The trial court's characterization of Ogle's evidence regarding numerosity as vague or lacking, moreover, does not mean the court erroneously believed that Ogle "was required to prove, at the class certification stage, that all members of each proposed subclasses were actually entitled to that specific category of damages" as Ogle argues. The court simply recognized that sufficient evidence must show putative class members who were "potentially" rather than actually harmed.

Nor do we find that the trial court engaged in a "merits-focused analysis" which "confused the objective issue of ascertainability with ultimate trial questions on liability and quantum of injury" when considering the numerosity evidence. Instead, the trial court's observations about the lack of evidence presented by Ogle to establish numerosity are no different than the court's observation in Soderstedt that the declarations of two or three accountants were insufficient to show the proposed class consisted of 146 putative class members as alleged. (Soderstedt, supra, 197 Cal.App.4th at pp. 154-155.)

Ghazaryan, supra, 169 Cal.App.4th 1524, which Ogle cites to support her contention that the court improperly considered the merits of her claims when ruling on numerosity, is not helpful to her. Unlike here, numerosity was not contested in Ghazaryan and the court implicitly found sufficient evidence to conclude that the proposed class included as many as 190 current and former employees. (Ghazaryan, supra, 169 Cal.App.4th at p. 1531, fn. 5.) The dearth of evidence in this case, as noted by the trial court, is decidedly different.

The court's finding that the evidence presented failed to demonstrate Ogle's proposed classes were readily ascertainable and sufficiently numerous without being more than slightly over-inclusive is amply supported by the record. The evidence presented by Ogle did not provide substantial support for the allegation in the second amended complaint that there were in excess of 400 putative class members. And the allegation itself is not evidence. (Soderstedt, supra, 197 Cal.App.4th at pp. 154-155.) Nor was the evidence she submitted sufficient to support the revised estimate of 230 class members found in the certification motion. The court thus did not abuse its discretion in denying class certification on the basis of a lack of ascertainability and numerosity.

IV

Common Questions of Law and Fact

Ogle next challenges the court's ruling that she failed to establish a sufficient community of interest to warrant class treatment of her claims. While the order does not address the issue of commonality for Ogle's overtime subclasses, as Restoration Hardware conceded the presence of sufficient common questions with respect to those subclasses, Ogle nevertheless contends the court erred in ruling common questions of law and fact would not predominate the litigation.

We disagree, finding substantial evidence supports the trial court's conclusion that individual rather than common issues are likely to predominate the meal period claims. Because the trial court did not support its denial of the overtime subclasses on this basis, we need not decide whether common questions of law or fact predominate the issues for those subclasses. (See Quacchia, supra, 122 Cal.App.4th at p. 1447 ["In reviewing an order denying class certification, we consider only the reasons given by the trial court for the denial, and ignore any other grounds that might support denial"].)

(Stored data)
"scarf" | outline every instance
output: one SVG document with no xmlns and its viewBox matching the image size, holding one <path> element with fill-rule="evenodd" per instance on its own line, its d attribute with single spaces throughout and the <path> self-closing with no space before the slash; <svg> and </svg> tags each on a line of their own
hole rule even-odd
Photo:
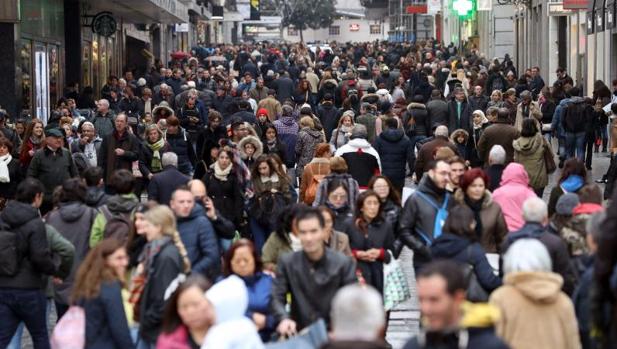
<svg viewBox="0 0 617 349">
<path fill-rule="evenodd" d="M 161 152 L 160 150 L 165 146 L 165 140 L 163 137 L 156 141 L 155 143 L 146 142 L 150 150 L 152 150 L 152 162 L 150 163 L 150 167 L 152 167 L 152 172 L 160 172 L 163 169 L 163 163 L 161 162 Z"/>
<path fill-rule="evenodd" d="M 476 236 L 478 237 L 478 241 L 482 239 L 482 218 L 480 217 L 480 213 L 482 212 L 482 204 L 484 202 L 484 197 L 482 199 L 474 201 L 469 198 L 469 196 L 465 195 L 465 203 L 469 208 L 473 211 L 474 218 L 476 220 Z"/>
<path fill-rule="evenodd" d="M 11 177 L 9 176 L 9 162 L 13 160 L 11 154 L 0 156 L 0 183 L 10 183 Z"/>
<path fill-rule="evenodd" d="M 218 179 L 219 181 L 227 181 L 227 177 L 229 176 L 229 174 L 231 173 L 231 168 L 233 167 L 233 165 L 229 165 L 227 166 L 226 169 L 221 169 L 221 166 L 219 166 L 218 161 L 215 162 L 214 164 L 212 164 L 212 168 L 214 169 L 214 177 L 216 177 L 216 179 Z"/>
</svg>

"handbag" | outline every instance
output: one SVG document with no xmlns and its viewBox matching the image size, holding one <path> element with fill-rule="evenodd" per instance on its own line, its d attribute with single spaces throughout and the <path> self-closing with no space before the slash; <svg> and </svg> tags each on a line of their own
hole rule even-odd
<svg viewBox="0 0 617 349">
<path fill-rule="evenodd" d="M 390 254 L 390 262 L 383 264 L 383 303 L 386 311 L 394 309 L 397 304 L 411 298 L 403 268 L 398 260 L 394 259 L 391 251 L 388 250 L 388 254 Z"/>
<path fill-rule="evenodd" d="M 555 155 L 553 154 L 553 149 L 551 149 L 551 146 L 548 144 L 546 139 L 543 140 L 544 165 L 546 165 L 546 173 L 551 174 L 557 170 L 557 164 L 555 164 Z"/>
</svg>

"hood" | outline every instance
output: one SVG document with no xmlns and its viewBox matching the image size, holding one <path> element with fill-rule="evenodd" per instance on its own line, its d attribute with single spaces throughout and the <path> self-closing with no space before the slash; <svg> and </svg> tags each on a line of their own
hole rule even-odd
<svg viewBox="0 0 617 349">
<path fill-rule="evenodd" d="M 559 185 L 566 193 L 575 193 L 585 185 L 585 179 L 579 175 L 570 175 Z"/>
<path fill-rule="evenodd" d="M 86 206 L 81 202 L 67 202 L 60 204 L 60 217 L 65 222 L 75 222 L 86 211 Z"/>
<path fill-rule="evenodd" d="M 538 151 L 544 145 L 542 136 L 537 133 L 533 137 L 519 137 L 512 142 L 514 150 L 529 155 Z"/>
<path fill-rule="evenodd" d="M 461 236 L 443 233 L 431 245 L 431 254 L 439 258 L 452 258 L 469 246 L 471 242 Z"/>
<path fill-rule="evenodd" d="M 501 175 L 501 183 L 499 185 L 520 184 L 529 186 L 529 175 L 525 171 L 523 165 L 511 162 L 506 166 Z"/>
<path fill-rule="evenodd" d="M 515 272 L 506 275 L 506 285 L 511 285 L 534 303 L 555 303 L 561 294 L 563 278 L 547 272 Z"/>
<path fill-rule="evenodd" d="M 12 228 L 17 228 L 35 218 L 40 218 L 40 215 L 39 210 L 32 205 L 11 200 L 0 213 L 0 218 Z"/>
<path fill-rule="evenodd" d="M 261 141 L 259 140 L 259 138 L 255 136 L 246 136 L 242 138 L 240 142 L 238 142 L 238 150 L 240 151 L 240 157 L 242 159 L 247 158 L 247 155 L 244 152 L 244 146 L 248 143 L 251 143 L 253 144 L 253 146 L 255 146 L 255 154 L 253 154 L 253 159 L 256 159 L 257 157 L 259 157 L 259 155 L 263 153 L 264 146 L 263 143 L 261 143 Z"/>
<path fill-rule="evenodd" d="M 249 304 L 244 281 L 231 275 L 206 292 L 206 298 L 216 312 L 216 324 L 242 319 Z"/>
<path fill-rule="evenodd" d="M 379 134 L 379 137 L 385 141 L 396 143 L 405 137 L 405 131 L 399 128 L 389 129 Z"/>
<path fill-rule="evenodd" d="M 114 195 L 107 200 L 111 212 L 131 212 L 138 204 L 139 200 L 134 194 Z"/>
</svg>

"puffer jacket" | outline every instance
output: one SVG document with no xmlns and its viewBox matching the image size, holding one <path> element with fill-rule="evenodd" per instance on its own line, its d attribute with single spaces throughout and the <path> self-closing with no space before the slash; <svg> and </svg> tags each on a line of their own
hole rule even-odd
<svg viewBox="0 0 617 349">
<path fill-rule="evenodd" d="M 493 200 L 501 207 L 508 231 L 516 231 L 524 224 L 523 203 L 536 197 L 529 187 L 529 176 L 523 165 L 509 164 L 501 175 L 501 185 L 493 191 Z"/>
<path fill-rule="evenodd" d="M 542 189 L 548 184 L 544 142 L 544 137 L 536 133 L 533 137 L 520 137 L 512 143 L 514 161 L 525 167 L 529 176 L 529 186 L 534 189 Z"/>
<path fill-rule="evenodd" d="M 454 193 L 454 200 L 459 205 L 467 205 L 465 193 L 461 189 Z M 493 201 L 493 195 L 488 190 L 484 192 L 482 198 L 480 219 L 482 220 L 482 236 L 479 242 L 482 248 L 487 253 L 498 253 L 503 239 L 508 234 L 508 226 L 501 212 L 501 207 Z"/>
</svg>

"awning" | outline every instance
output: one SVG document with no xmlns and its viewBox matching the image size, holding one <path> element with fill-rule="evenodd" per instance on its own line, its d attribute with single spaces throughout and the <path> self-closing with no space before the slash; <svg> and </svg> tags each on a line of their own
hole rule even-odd
<svg viewBox="0 0 617 349">
<path fill-rule="evenodd" d="M 86 0 L 90 13 L 110 11 L 128 23 L 187 23 L 188 9 L 178 0 Z"/>
</svg>

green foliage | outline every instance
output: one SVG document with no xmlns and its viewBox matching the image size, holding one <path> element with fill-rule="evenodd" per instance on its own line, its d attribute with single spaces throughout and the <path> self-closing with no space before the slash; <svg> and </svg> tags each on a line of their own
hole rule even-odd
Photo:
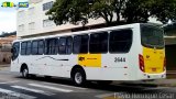
<svg viewBox="0 0 176 99">
<path fill-rule="evenodd" d="M 148 0 L 129 0 L 125 2 L 125 8 L 122 12 L 122 16 L 127 20 L 127 23 L 134 22 L 147 22 L 148 21 Z"/>
<path fill-rule="evenodd" d="M 151 1 L 151 15 L 158 21 L 167 23 L 168 20 L 176 20 L 176 0 L 153 0 Z"/>
<path fill-rule="evenodd" d="M 88 23 L 89 4 L 86 0 L 56 0 L 53 8 L 46 12 L 56 25 Z"/>
<path fill-rule="evenodd" d="M 176 0 L 56 0 L 46 14 L 56 25 L 85 25 L 88 19 L 98 18 L 117 25 L 121 16 L 125 23 L 147 22 L 150 16 L 166 23 L 176 20 Z"/>
</svg>

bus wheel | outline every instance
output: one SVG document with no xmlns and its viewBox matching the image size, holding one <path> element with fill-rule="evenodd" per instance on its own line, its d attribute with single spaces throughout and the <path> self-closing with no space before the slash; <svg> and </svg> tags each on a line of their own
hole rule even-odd
<svg viewBox="0 0 176 99">
<path fill-rule="evenodd" d="M 28 69 L 26 67 L 24 67 L 24 68 L 22 69 L 22 72 L 21 72 L 21 74 L 22 74 L 22 77 L 23 77 L 23 78 L 28 78 L 28 77 L 29 77 L 29 69 Z"/>
<path fill-rule="evenodd" d="M 82 86 L 86 82 L 86 74 L 81 68 L 76 68 L 73 74 L 73 80 L 76 86 Z"/>
</svg>

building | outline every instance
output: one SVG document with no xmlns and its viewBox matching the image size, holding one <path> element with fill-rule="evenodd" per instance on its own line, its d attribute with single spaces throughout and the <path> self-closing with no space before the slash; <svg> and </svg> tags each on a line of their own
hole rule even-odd
<svg viewBox="0 0 176 99">
<path fill-rule="evenodd" d="M 56 34 L 64 32 L 72 32 L 80 25 L 64 24 L 56 26 L 53 21 L 45 15 L 46 11 L 52 8 L 55 0 L 30 0 L 29 9 L 18 10 L 18 37 L 30 37 L 37 35 Z M 103 23 L 102 19 L 89 20 L 88 25 L 96 25 Z"/>
<path fill-rule="evenodd" d="M 0 37 L 0 64 L 10 64 L 11 62 L 11 46 L 16 38 L 15 35 Z"/>
<path fill-rule="evenodd" d="M 53 21 L 48 20 L 45 15 L 46 11 L 52 8 L 55 0 L 30 0 L 30 7 L 28 9 L 18 10 L 18 37 L 31 37 L 37 35 L 52 35 L 57 33 L 73 32 L 81 28 L 80 25 L 63 24 L 55 25 Z M 155 19 L 151 19 L 155 22 Z M 102 26 L 103 19 L 89 20 L 86 24 L 88 29 Z"/>
</svg>

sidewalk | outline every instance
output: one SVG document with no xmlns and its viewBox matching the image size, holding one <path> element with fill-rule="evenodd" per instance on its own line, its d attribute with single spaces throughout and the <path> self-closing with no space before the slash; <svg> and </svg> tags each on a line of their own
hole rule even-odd
<svg viewBox="0 0 176 99">
<path fill-rule="evenodd" d="M 3 70 L 3 72 L 10 72 L 10 64 L 3 64 L 3 65 L 0 65 L 0 72 Z"/>
</svg>

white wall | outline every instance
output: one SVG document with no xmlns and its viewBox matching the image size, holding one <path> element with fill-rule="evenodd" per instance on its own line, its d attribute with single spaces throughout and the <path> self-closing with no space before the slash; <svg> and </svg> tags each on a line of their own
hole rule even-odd
<svg viewBox="0 0 176 99">
<path fill-rule="evenodd" d="M 73 25 L 69 23 L 56 26 L 54 23 L 53 25 L 50 25 L 52 24 L 51 22 L 48 22 L 50 26 L 43 25 L 43 20 L 48 19 L 48 16 L 45 15 L 46 11 L 43 11 L 43 3 L 55 1 L 55 0 L 30 0 L 30 1 L 31 1 L 31 4 L 28 9 L 18 10 L 18 16 L 16 16 L 18 18 L 16 19 L 18 37 L 34 35 L 34 34 L 44 34 L 47 32 L 69 30 L 73 28 L 81 26 L 81 25 Z M 31 9 L 33 9 L 33 11 L 30 11 Z M 34 29 L 31 30 L 29 24 L 33 22 L 34 22 Z M 103 19 L 89 20 L 89 23 L 87 25 L 99 24 L 99 23 L 105 23 Z M 24 25 L 24 29 L 20 29 L 19 28 L 20 25 Z"/>
</svg>

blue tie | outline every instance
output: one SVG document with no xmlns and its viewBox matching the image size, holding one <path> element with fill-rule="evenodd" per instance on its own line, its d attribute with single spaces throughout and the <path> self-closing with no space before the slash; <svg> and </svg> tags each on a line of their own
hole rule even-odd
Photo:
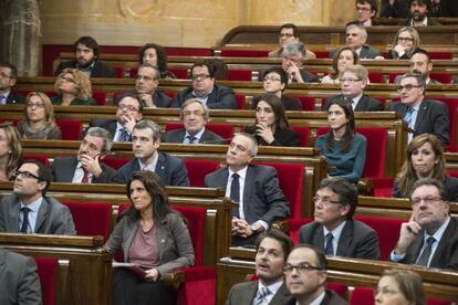
<svg viewBox="0 0 458 305">
<path fill-rule="evenodd" d="M 334 246 L 332 245 L 332 239 L 334 236 L 331 232 L 327 232 L 326 234 L 326 248 L 324 249 L 324 254 L 326 255 L 334 255 Z"/>
</svg>

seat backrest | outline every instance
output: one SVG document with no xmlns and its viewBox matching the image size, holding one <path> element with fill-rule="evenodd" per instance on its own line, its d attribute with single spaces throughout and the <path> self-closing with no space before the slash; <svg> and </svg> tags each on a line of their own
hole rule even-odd
<svg viewBox="0 0 458 305">
<path fill-rule="evenodd" d="M 355 287 L 350 297 L 350 305 L 374 304 L 374 290 L 371 287 Z"/>
<path fill-rule="evenodd" d="M 196 266 L 202 265 L 204 261 L 204 246 L 205 246 L 205 221 L 207 219 L 206 208 L 173 206 L 176 211 L 181 213 L 187 220 L 189 235 L 192 241 Z"/>
<path fill-rule="evenodd" d="M 83 123 L 77 119 L 56 119 L 63 140 L 79 140 L 83 134 Z"/>
<path fill-rule="evenodd" d="M 393 249 L 396 246 L 400 224 L 404 220 L 378 217 L 355 217 L 354 219 L 364 222 L 377 232 L 381 259 L 388 261 L 389 253 L 392 253 Z"/>
<path fill-rule="evenodd" d="M 212 160 L 185 159 L 185 165 L 188 170 L 189 185 L 195 188 L 204 188 L 205 176 L 219 168 L 219 162 Z"/>
<path fill-rule="evenodd" d="M 291 218 L 301 218 L 304 167 L 299 164 L 258 162 L 274 167 L 280 188 L 290 202 Z"/>
<path fill-rule="evenodd" d="M 54 304 L 59 261 L 54 257 L 34 257 L 41 285 L 43 305 Z"/>
<path fill-rule="evenodd" d="M 67 206 L 79 235 L 102 235 L 105 241 L 110 236 L 112 204 L 107 202 L 61 201 Z"/>
</svg>

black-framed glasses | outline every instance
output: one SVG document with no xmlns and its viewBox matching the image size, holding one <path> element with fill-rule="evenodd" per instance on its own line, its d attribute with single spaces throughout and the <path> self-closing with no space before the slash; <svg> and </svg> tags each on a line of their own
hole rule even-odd
<svg viewBox="0 0 458 305">
<path fill-rule="evenodd" d="M 294 269 L 298 271 L 298 273 L 304 273 L 304 272 L 312 271 L 312 270 L 323 270 L 322 267 L 312 266 L 311 264 L 308 264 L 308 263 L 303 263 L 299 265 L 285 264 L 283 266 L 283 273 L 290 274 L 292 273 Z"/>
<path fill-rule="evenodd" d="M 13 179 L 18 178 L 19 176 L 22 176 L 22 178 L 35 178 L 38 180 L 42 180 L 40 177 L 38 177 L 37 175 L 30 172 L 30 171 L 20 171 L 20 170 L 15 170 L 13 172 L 13 175 L 11 176 Z"/>
</svg>

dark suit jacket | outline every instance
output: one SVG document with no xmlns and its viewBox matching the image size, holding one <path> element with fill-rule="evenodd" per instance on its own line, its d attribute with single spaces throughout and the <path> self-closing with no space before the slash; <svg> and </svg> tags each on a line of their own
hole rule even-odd
<svg viewBox="0 0 458 305">
<path fill-rule="evenodd" d="M 324 251 L 323 225 L 311 222 L 302 225 L 299 231 L 299 242 L 309 243 Z M 361 221 L 348 219 L 339 239 L 336 256 L 378 260 L 377 233 Z"/>
<path fill-rule="evenodd" d="M 295 305 L 296 299 L 291 298 L 288 303 L 284 303 L 285 305 Z M 348 304 L 345 299 L 343 299 L 339 294 L 336 294 L 333 291 L 325 291 L 325 295 L 323 301 L 320 303 L 320 305 L 345 305 Z"/>
<path fill-rule="evenodd" d="M 402 102 L 395 102 L 392 103 L 391 111 L 404 117 L 407 106 Z M 450 120 L 447 105 L 439 101 L 424 99 L 419 106 L 417 120 L 415 122 L 414 137 L 421 134 L 433 134 L 444 145 L 448 145 L 450 141 L 449 126 Z"/>
<path fill-rule="evenodd" d="M 138 230 L 138 221 L 123 217 L 110 235 L 105 246 L 112 254 L 123 250 L 125 262 L 129 261 L 129 250 Z M 156 223 L 157 250 L 159 265 L 156 266 L 160 275 L 177 267 L 192 266 L 195 262 L 194 249 L 188 228 L 177 213 L 168 213 L 160 223 Z"/>
<path fill-rule="evenodd" d="M 226 299 L 226 305 L 251 305 L 257 292 L 258 281 L 236 284 L 229 291 L 228 299 Z M 290 292 L 287 290 L 287 286 L 283 283 L 283 285 L 280 286 L 275 295 L 272 297 L 272 301 L 269 303 L 269 305 L 283 305 L 290 298 Z"/>
<path fill-rule="evenodd" d="M 0 232 L 19 233 L 19 198 L 7 194 L 0 202 Z M 34 233 L 76 234 L 69 208 L 52 197 L 44 196 L 37 217 Z"/>
<path fill-rule="evenodd" d="M 415 264 L 423 248 L 423 240 L 424 233 L 421 231 L 410 246 L 407 248 L 406 256 L 400 263 Z M 437 245 L 429 267 L 458 269 L 458 219 L 450 219 Z"/>
<path fill-rule="evenodd" d="M 3 248 L 0 248 L 0 304 L 42 304 L 35 261 Z"/>
<path fill-rule="evenodd" d="M 73 175 L 77 166 L 76 157 L 55 158 L 51 165 L 53 181 L 72 182 Z M 116 175 L 116 170 L 101 162 L 102 173 L 97 178 L 93 177 L 91 183 L 110 183 Z"/>
<path fill-rule="evenodd" d="M 218 169 L 205 177 L 205 186 L 226 190 L 229 170 Z M 243 212 L 248 223 L 258 220 L 269 225 L 290 215 L 290 203 L 279 186 L 277 170 L 270 166 L 249 165 L 243 188 Z"/>
<path fill-rule="evenodd" d="M 76 69 L 76 60 L 60 63 L 54 72 L 54 76 L 61 74 L 62 70 L 66 67 Z M 94 67 L 91 71 L 91 77 L 116 77 L 116 73 L 111 66 L 103 62 L 95 61 Z"/>
<path fill-rule="evenodd" d="M 342 98 L 342 97 L 343 97 L 343 94 L 327 97 L 326 102 L 324 103 L 323 111 L 329 109 L 331 102 L 337 98 Z M 383 104 L 379 101 L 372 98 L 367 94 L 363 94 L 363 96 L 361 96 L 360 102 L 357 102 L 357 105 L 355 107 L 355 112 L 383 112 L 383 111 L 385 111 L 385 108 L 383 107 Z"/>
<path fill-rule="evenodd" d="M 188 171 L 185 162 L 174 156 L 165 152 L 159 152 L 155 173 L 159 176 L 164 186 L 189 187 Z M 124 165 L 117 171 L 113 181 L 115 183 L 126 183 L 134 171 L 140 170 L 138 159 L 135 158 L 128 164 Z"/>
<path fill-rule="evenodd" d="M 192 87 L 178 92 L 174 105 L 181 107 L 186 99 L 192 98 Z M 207 99 L 207 107 L 210 109 L 237 109 L 236 95 L 229 87 L 215 85 Z"/>
<path fill-rule="evenodd" d="M 185 139 L 185 135 L 186 135 L 186 129 L 181 128 L 181 129 L 175 129 L 175 130 L 170 130 L 167 132 L 165 134 L 164 137 L 164 141 L 166 143 L 183 143 L 183 140 Z M 225 139 L 221 138 L 220 136 L 218 136 L 217 134 L 215 134 L 211 130 L 208 130 L 208 128 L 205 128 L 205 132 L 202 134 L 202 136 L 199 139 L 200 144 L 225 144 Z"/>
</svg>

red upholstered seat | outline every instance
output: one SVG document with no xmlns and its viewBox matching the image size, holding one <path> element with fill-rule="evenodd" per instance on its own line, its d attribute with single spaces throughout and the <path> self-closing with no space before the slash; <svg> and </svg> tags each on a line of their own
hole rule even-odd
<svg viewBox="0 0 458 305">
<path fill-rule="evenodd" d="M 400 224 L 404 220 L 375 217 L 355 217 L 354 219 L 364 222 L 377 232 L 381 259 L 388 261 L 389 253 L 392 253 L 392 250 L 396 246 Z"/>
<path fill-rule="evenodd" d="M 59 125 L 62 132 L 63 140 L 77 140 L 83 133 L 83 123 L 77 119 L 56 119 L 55 124 Z"/>
<path fill-rule="evenodd" d="M 22 159 L 24 160 L 38 160 L 42 162 L 44 166 L 50 165 L 50 160 L 48 159 L 46 155 L 40 155 L 40 154 L 24 154 L 22 156 Z"/>
<path fill-rule="evenodd" d="M 302 147 L 310 146 L 310 128 L 308 126 L 292 126 L 291 129 L 299 134 Z"/>
<path fill-rule="evenodd" d="M 185 159 L 185 165 L 188 170 L 190 187 L 196 188 L 204 188 L 205 176 L 219 168 L 219 162 L 212 160 Z"/>
<path fill-rule="evenodd" d="M 107 202 L 61 201 L 67 206 L 79 235 L 110 236 L 112 204 Z"/>
<path fill-rule="evenodd" d="M 350 305 L 374 304 L 374 290 L 369 287 L 355 287 L 350 297 Z"/>
<path fill-rule="evenodd" d="M 54 257 L 34 257 L 34 260 L 40 278 L 43 305 L 53 305 L 59 261 Z"/>
</svg>

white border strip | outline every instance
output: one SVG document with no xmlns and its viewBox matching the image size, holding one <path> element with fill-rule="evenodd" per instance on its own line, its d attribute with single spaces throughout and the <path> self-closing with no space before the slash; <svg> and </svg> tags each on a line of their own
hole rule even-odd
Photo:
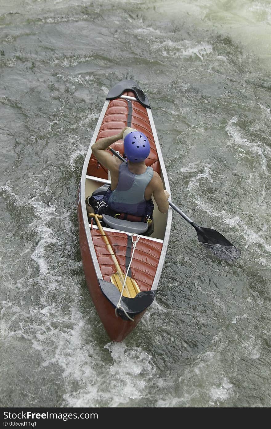
<svg viewBox="0 0 271 429">
<path fill-rule="evenodd" d="M 91 225 L 90 224 L 88 224 L 90 228 L 91 227 Z M 96 225 L 93 225 L 92 228 L 93 230 L 98 230 L 99 228 Z M 111 228 L 108 228 L 107 227 L 103 227 L 103 230 L 105 231 L 107 231 L 108 232 L 110 233 L 120 233 L 121 234 L 124 234 L 126 236 L 131 236 L 132 235 L 132 233 L 126 233 L 124 231 L 120 231 L 119 230 L 113 230 Z M 139 236 L 139 237 L 142 237 L 142 239 L 146 239 L 148 240 L 150 240 L 151 241 L 156 242 L 157 243 L 163 243 L 164 240 L 161 240 L 160 239 L 155 239 L 153 237 L 148 237 L 147 236 L 141 236 L 139 234 L 137 234 L 137 235 Z"/>
<path fill-rule="evenodd" d="M 130 97 L 129 95 L 121 95 L 119 98 L 124 98 L 125 100 L 132 100 L 133 101 L 138 101 L 138 100 L 135 97 Z M 138 101 L 139 103 L 139 102 Z"/>
<path fill-rule="evenodd" d="M 83 169 L 82 170 L 82 175 L 81 175 L 81 210 L 82 210 L 82 214 L 83 216 L 83 221 L 84 222 L 84 226 L 85 229 L 85 231 L 86 233 L 86 236 L 87 237 L 87 243 L 88 244 L 89 248 L 90 251 L 91 257 L 92 258 L 92 255 L 96 255 L 96 253 L 95 252 L 95 249 L 93 244 L 93 242 L 92 241 L 92 239 L 91 238 L 91 235 L 90 234 L 90 230 L 89 227 L 88 219 L 87 218 L 87 209 L 85 208 L 85 200 L 86 199 L 86 196 L 85 195 L 85 182 L 86 182 L 86 176 L 87 175 L 87 166 L 88 166 L 88 163 L 89 162 L 89 160 L 90 157 L 91 156 L 91 154 L 92 153 L 92 151 L 91 150 L 91 146 L 93 143 L 96 141 L 96 139 L 97 139 L 97 136 L 98 136 L 98 133 L 99 131 L 100 128 L 101 127 L 101 125 L 102 121 L 103 120 L 105 114 L 105 112 L 107 110 L 107 108 L 108 107 L 108 105 L 109 103 L 109 100 L 106 100 L 105 104 L 103 105 L 103 107 L 101 112 L 101 114 L 100 115 L 99 119 L 98 120 L 98 122 L 97 122 L 97 125 L 94 130 L 94 132 L 93 133 L 92 136 L 92 138 L 90 141 L 90 145 L 89 147 L 88 148 L 88 150 L 87 153 L 86 155 L 86 157 L 85 159 L 84 162 L 84 165 L 83 166 Z M 84 205 L 85 206 L 85 209 L 83 209 Z M 94 260 L 93 260 L 94 259 Z M 98 278 L 102 278 L 102 273 L 101 272 L 101 270 L 99 266 L 99 265 L 98 263 L 98 260 L 97 258 L 96 257 L 95 259 L 92 259 L 93 262 L 93 265 L 94 265 L 94 268 L 95 270 L 95 272 L 96 273 L 96 275 Z"/>
<path fill-rule="evenodd" d="M 95 176 L 86 176 L 86 178 L 89 180 L 93 180 L 95 182 L 100 182 L 101 183 L 104 183 L 106 185 L 111 185 L 111 181 L 108 180 L 107 179 L 102 179 L 100 177 L 96 177 Z"/>
<path fill-rule="evenodd" d="M 154 139 L 154 142 L 155 143 L 156 150 L 157 151 L 157 155 L 158 156 L 158 159 L 160 163 L 161 171 L 164 179 L 164 181 L 165 182 L 165 186 L 166 190 L 167 190 L 168 192 L 169 193 L 169 196 L 170 197 L 171 193 L 170 189 L 169 188 L 169 179 L 168 178 L 168 175 L 166 173 L 166 167 L 165 166 L 165 164 L 164 163 L 164 160 L 163 160 L 163 157 L 161 151 L 160 145 L 159 144 L 158 137 L 157 135 L 157 133 L 156 132 L 156 130 L 155 129 L 155 125 L 154 125 L 152 114 L 151 109 L 149 108 L 146 108 L 146 110 L 149 117 L 150 124 L 151 124 L 151 130 L 152 131 Z M 156 270 L 156 272 L 155 273 L 154 278 L 154 279 L 153 285 L 151 287 L 152 290 L 155 290 L 157 288 L 158 283 L 159 282 L 159 280 L 160 279 L 160 276 L 161 275 L 162 270 L 164 265 L 165 258 L 166 257 L 166 250 L 168 245 L 169 244 L 169 239 L 170 230 L 171 229 L 171 223 L 172 218 L 172 210 L 170 206 L 168 210 L 167 216 L 168 219 L 166 223 L 166 231 L 165 232 L 165 236 L 164 237 L 163 247 L 161 252 L 160 261 Z"/>
</svg>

* Exercise description:
From the court opinion excerpt, reproduce everything from "The court's finding" down to "ascertainability and numerosity.", word for word. Nothing in the listing is needed here.

* Answer for this exercise:
The court's finding that the evidence presented failed to demonstrate Ogle's proposed classes were readily ascertainable and sufficiently numerous without being more than slightly over-inclusive is amply supported by the record. The evidence presented by Ogle did not provide substantial support for the allegation in the second amended complaint that there were in excess of 400 putative class members. And the allegation itself is not evidence. (Soderstedt, supra, 197 Cal.App.4th at pp. 154-155.) Nor was the evidence she submitted sufficient to support the revised estimate of 230 class members found in the certification motion. The court thus did not abuse its discretion in denying class certification on the basis of a lack of ascertainability and numerosity.